* EXERCISE DESCRIPTION
Starting at the line that contains "Report the position of every instance of the brown leather lead" and ending at the line that contains "pixel 484 576", change "grass tuft" to "clump of grass" and give those lines again with nothing else altered.

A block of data
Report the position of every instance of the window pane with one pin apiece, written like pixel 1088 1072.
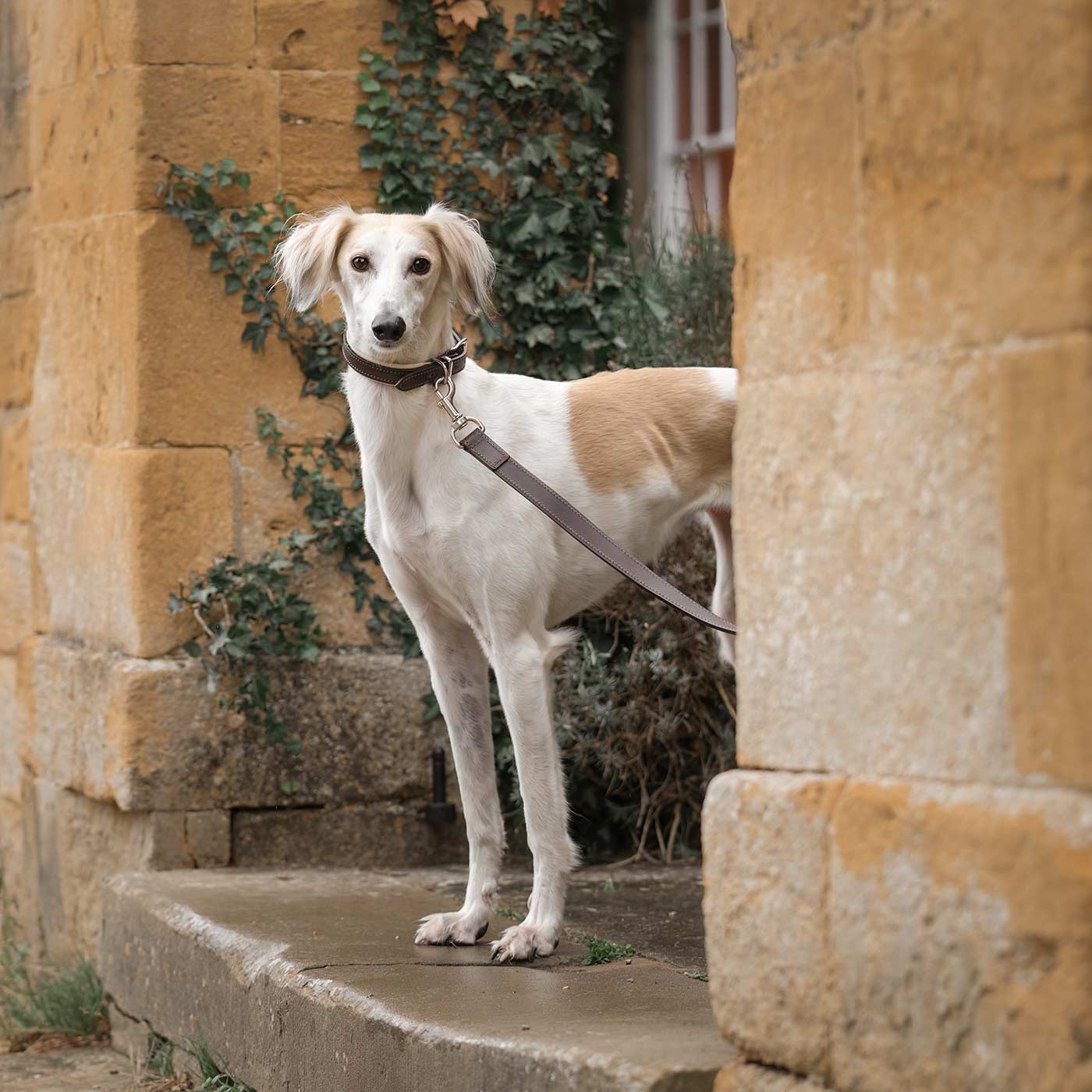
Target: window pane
pixel 714 76
pixel 682 87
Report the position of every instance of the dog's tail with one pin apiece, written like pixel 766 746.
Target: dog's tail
pixel 724 591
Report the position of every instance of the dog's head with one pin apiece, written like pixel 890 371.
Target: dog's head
pixel 398 276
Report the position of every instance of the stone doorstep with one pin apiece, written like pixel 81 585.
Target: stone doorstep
pixel 310 980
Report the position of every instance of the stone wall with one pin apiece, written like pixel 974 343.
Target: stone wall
pixel 129 458
pixel 899 881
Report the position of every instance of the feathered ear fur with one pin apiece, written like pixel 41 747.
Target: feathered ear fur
pixel 466 254
pixel 306 259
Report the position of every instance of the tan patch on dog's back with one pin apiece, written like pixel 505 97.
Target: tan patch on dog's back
pixel 631 425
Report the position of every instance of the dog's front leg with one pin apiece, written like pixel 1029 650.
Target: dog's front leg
pixel 522 666
pixel 461 680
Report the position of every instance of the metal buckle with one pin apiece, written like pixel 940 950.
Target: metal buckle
pixel 459 420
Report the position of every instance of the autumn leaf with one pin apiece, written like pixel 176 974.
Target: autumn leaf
pixel 466 12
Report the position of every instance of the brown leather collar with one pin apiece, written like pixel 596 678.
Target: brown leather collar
pixel 407 379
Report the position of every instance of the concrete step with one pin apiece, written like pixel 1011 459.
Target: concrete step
pixel 310 982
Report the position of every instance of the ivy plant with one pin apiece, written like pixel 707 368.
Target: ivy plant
pixel 512 127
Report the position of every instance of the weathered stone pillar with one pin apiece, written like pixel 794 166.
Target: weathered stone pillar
pixel 899 878
pixel 139 461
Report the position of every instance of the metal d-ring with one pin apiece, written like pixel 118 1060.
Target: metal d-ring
pixel 459 420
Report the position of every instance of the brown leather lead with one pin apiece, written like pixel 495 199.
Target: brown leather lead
pixel 573 522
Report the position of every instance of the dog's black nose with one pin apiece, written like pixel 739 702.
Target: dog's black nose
pixel 389 328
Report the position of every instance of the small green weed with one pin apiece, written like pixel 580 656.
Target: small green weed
pixel 161 1055
pixel 211 1068
pixel 65 999
pixel 603 952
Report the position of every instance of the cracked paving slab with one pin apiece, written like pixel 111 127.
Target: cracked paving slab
pixel 309 980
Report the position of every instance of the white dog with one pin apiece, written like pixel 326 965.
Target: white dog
pixel 483 575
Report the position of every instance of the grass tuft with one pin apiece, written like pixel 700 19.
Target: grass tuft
pixel 603 952
pixel 66 1001
pixel 211 1068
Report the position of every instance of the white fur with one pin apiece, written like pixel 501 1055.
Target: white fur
pixel 483 575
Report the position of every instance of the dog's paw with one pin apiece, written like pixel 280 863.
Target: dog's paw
pixel 458 928
pixel 524 942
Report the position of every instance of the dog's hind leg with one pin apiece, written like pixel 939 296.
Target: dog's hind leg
pixel 522 666
pixel 724 591
pixel 461 680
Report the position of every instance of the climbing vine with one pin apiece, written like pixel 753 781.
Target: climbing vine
pixel 513 127
pixel 520 138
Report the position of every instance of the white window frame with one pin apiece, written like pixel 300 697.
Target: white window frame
pixel 668 182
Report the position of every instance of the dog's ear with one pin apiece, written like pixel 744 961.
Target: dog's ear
pixel 306 259
pixel 466 257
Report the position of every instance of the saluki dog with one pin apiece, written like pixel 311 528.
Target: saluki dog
pixel 484 576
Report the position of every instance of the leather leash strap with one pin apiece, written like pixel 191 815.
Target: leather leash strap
pixel 441 369
pixel 587 533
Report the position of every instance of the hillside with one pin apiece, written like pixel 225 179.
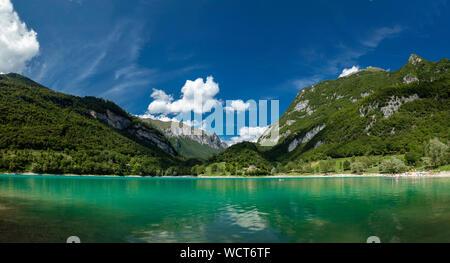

* WRITTEN RESPONSE
Report the position of every instance of the brown leather lead with one pin apiece, written like pixel 495 199.
Target: brown leather lead
pixel 573 522
Report the position of every instance of the dog's black nose with one pin apiece, written like pixel 739 702.
Target: dog's black nose
pixel 389 328
Report the position of every instance of the small green weed with one pin apiece, written like pixel 580 656.
Target: small green weed
pixel 161 1055
pixel 211 1068
pixel 65 999
pixel 603 952
Report the position of every instance of the cracked paving slab with one pin apiece, written like pixel 111 127.
Target: cracked paving slab
pixel 309 980
Report the position of every instance of the white dog with one pin apiece, written like pixel 326 965.
Target: white dog
pixel 483 575
Report the position of every instance of the clump of grass with one pin apiece, written like pixel 700 19.
Target: clump of grass
pixel 603 952
pixel 66 1001
pixel 211 1068
Report the position of every instance of the white fur with one pin apiece, written like pixel 501 1055.
Target: white fur
pixel 483 575
Report the position of every instance of the dog's paw with one pin apiece, written like pixel 280 863.
Target: dog's paw
pixel 458 928
pixel 524 942
Report the position of every instance of the dog's hind leg with one pin apiece, written like pixel 939 296.
Target: dog's hind leg
pixel 522 666
pixel 724 591
pixel 461 680
Report the position of every instance of the climbing vine with one pin apiece, written like pixel 753 781.
Target: climbing vine
pixel 513 127
pixel 520 138
Report the position of every instance of the white window frame with one pin apiece, written like pixel 300 697.
Target: white window frame
pixel 668 182
Report the position of every instance of the dog's ear with one pin apiece, written like pixel 744 961.
Target: dog's ear
pixel 306 259
pixel 466 257
Report the position of every instance of the saluki dog with one pin apiece, written like pixel 311 528.
Target: saluki dog
pixel 484 576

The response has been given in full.